═══ Data to use

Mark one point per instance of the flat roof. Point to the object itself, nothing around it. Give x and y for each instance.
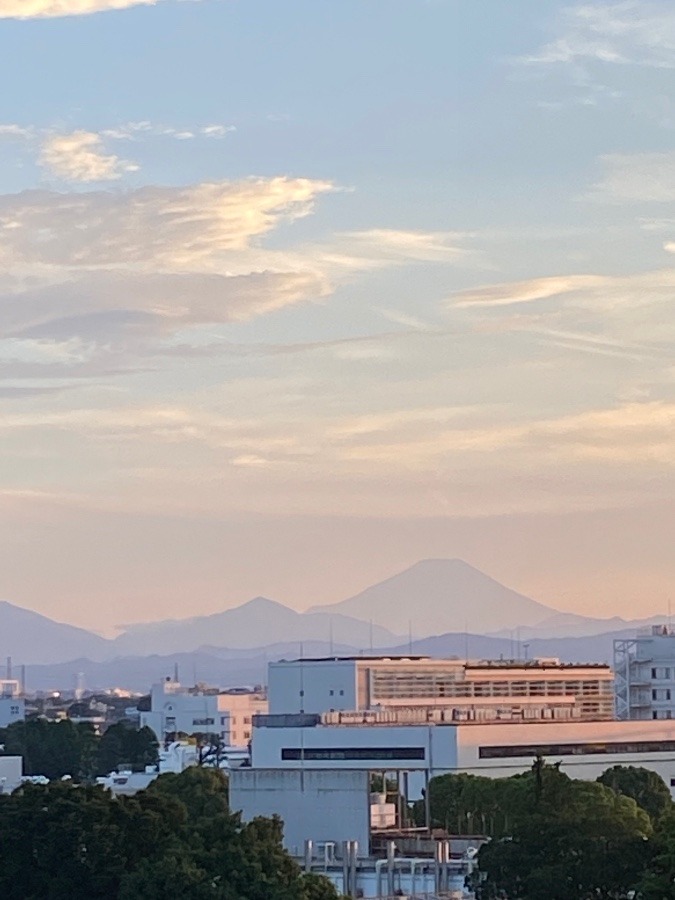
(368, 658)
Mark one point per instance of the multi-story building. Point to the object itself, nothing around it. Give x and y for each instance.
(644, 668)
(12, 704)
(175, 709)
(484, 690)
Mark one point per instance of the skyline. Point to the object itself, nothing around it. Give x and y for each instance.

══════

- What the task asks -
Please render every line of the material above as a JSON list of strings, one string per line, with blank lines skipped and the pictures left out.

- Written answer -
[
  "Mark one point per instance of the flat roof. Point to the object itself, nothing around it. Give x and y for each instance.",
  "(368, 658)",
  "Mark one point per instance of the multi-story building. Point to the object itself, nothing around it. Give x and y for each instance.",
  "(644, 668)",
  "(12, 704)",
  "(175, 709)",
  "(484, 690)",
  "Mark one point per instance of the skyline. Point to the object itself, nothing around it. Give x and y for each instance."
]